• TASK OBJECTIVE:
For the listing that follows, give again exactly the lines from the one with "Target: the wooden cutting board" to the one with "[indicate] the yellow", including both.

= = =

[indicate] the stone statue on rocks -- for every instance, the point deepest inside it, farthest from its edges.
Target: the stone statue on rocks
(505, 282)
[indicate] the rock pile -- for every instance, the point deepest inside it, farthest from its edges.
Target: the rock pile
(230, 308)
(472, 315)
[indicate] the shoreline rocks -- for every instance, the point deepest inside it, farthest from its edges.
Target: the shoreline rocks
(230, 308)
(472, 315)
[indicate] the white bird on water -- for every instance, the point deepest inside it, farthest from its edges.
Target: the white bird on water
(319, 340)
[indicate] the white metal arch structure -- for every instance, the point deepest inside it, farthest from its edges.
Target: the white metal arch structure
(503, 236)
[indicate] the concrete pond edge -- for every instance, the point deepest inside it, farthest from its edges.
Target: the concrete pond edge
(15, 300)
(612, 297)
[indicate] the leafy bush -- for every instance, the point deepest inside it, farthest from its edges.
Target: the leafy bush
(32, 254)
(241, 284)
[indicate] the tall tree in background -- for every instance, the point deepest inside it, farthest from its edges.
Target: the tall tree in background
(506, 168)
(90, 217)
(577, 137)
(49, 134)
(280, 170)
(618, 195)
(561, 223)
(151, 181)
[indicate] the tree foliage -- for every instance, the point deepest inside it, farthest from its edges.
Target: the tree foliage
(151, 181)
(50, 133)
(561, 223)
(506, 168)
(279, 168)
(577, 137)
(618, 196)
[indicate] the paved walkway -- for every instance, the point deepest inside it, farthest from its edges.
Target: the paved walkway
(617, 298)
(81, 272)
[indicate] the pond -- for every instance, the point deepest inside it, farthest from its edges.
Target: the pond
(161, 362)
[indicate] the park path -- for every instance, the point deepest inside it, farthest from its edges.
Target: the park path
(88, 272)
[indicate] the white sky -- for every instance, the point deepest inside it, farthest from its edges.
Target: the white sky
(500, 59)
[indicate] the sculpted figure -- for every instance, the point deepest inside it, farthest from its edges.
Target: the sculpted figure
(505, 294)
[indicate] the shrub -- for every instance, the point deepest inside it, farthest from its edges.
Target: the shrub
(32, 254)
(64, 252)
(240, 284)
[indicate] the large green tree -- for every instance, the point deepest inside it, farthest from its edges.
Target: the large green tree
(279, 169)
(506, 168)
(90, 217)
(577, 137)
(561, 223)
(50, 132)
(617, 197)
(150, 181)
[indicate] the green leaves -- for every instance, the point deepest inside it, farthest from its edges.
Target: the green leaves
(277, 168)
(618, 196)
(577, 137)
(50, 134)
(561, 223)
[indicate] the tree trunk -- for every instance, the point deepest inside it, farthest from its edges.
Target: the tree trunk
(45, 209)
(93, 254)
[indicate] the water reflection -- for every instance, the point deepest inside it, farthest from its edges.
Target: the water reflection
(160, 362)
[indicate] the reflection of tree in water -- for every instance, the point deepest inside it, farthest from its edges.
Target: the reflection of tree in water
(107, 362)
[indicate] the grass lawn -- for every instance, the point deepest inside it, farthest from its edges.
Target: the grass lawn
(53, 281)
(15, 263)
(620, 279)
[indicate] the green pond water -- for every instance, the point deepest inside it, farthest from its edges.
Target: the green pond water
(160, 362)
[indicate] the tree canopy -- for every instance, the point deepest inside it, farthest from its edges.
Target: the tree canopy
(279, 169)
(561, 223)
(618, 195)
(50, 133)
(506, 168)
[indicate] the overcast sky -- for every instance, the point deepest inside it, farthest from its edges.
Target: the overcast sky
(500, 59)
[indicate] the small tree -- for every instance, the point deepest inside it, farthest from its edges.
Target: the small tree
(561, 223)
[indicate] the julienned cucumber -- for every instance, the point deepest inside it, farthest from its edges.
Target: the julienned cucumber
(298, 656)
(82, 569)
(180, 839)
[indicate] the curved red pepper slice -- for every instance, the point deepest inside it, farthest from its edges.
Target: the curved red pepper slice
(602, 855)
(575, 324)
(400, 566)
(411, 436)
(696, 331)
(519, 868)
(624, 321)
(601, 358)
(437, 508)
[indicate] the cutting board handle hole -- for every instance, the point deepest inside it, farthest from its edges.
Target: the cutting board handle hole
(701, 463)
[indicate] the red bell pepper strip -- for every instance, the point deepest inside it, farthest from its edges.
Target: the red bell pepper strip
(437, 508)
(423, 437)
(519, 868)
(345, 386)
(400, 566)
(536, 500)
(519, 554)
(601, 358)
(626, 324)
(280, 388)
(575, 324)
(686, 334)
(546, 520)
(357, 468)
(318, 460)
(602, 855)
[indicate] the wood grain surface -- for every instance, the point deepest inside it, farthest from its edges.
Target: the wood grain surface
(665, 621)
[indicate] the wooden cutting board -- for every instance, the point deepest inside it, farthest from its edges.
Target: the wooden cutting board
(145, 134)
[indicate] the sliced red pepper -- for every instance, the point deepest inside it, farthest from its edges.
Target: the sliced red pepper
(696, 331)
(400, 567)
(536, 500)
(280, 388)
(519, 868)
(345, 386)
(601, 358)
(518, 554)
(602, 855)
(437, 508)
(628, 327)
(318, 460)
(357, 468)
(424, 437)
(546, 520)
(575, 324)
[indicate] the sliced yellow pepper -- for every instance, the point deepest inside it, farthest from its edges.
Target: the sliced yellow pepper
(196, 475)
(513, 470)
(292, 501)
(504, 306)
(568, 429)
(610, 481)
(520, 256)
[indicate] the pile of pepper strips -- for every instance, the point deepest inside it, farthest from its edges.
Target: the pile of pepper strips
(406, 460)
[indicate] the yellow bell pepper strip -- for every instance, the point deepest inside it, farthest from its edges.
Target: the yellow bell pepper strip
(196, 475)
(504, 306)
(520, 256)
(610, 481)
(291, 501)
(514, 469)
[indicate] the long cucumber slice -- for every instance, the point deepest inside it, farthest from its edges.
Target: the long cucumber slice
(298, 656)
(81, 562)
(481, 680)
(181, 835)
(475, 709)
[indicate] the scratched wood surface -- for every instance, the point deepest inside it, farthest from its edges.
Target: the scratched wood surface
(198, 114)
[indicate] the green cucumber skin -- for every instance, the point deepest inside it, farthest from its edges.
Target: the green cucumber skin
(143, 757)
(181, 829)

= = =

• RESPONSE TO THE TASK:
Target: the wooden cutting board
(145, 134)
[indicate] the sliced red pepper -- for every instance, the point deepest inside it, farthest from its edges.
Target: the sliced red pepper
(696, 331)
(400, 567)
(536, 500)
(280, 388)
(519, 868)
(345, 386)
(601, 358)
(518, 554)
(602, 855)
(437, 508)
(628, 327)
(318, 460)
(357, 468)
(424, 437)
(546, 520)
(575, 324)
[indicate] the sliced yellow pepper -- for every instance, the point deepest inside it, farthest from its edges.
Target: the sliced yellow pepper
(196, 475)
(513, 470)
(292, 501)
(504, 306)
(568, 429)
(610, 481)
(520, 256)
[indicate] the pile of pepper strips -- for every instance, the point deepest inside it, farthest from its edges.
Target: the pile of pepper strips
(406, 460)
[indicate] the yellow bell pepper strip -- for every instance, the point deepest inside it, farthest from its edges.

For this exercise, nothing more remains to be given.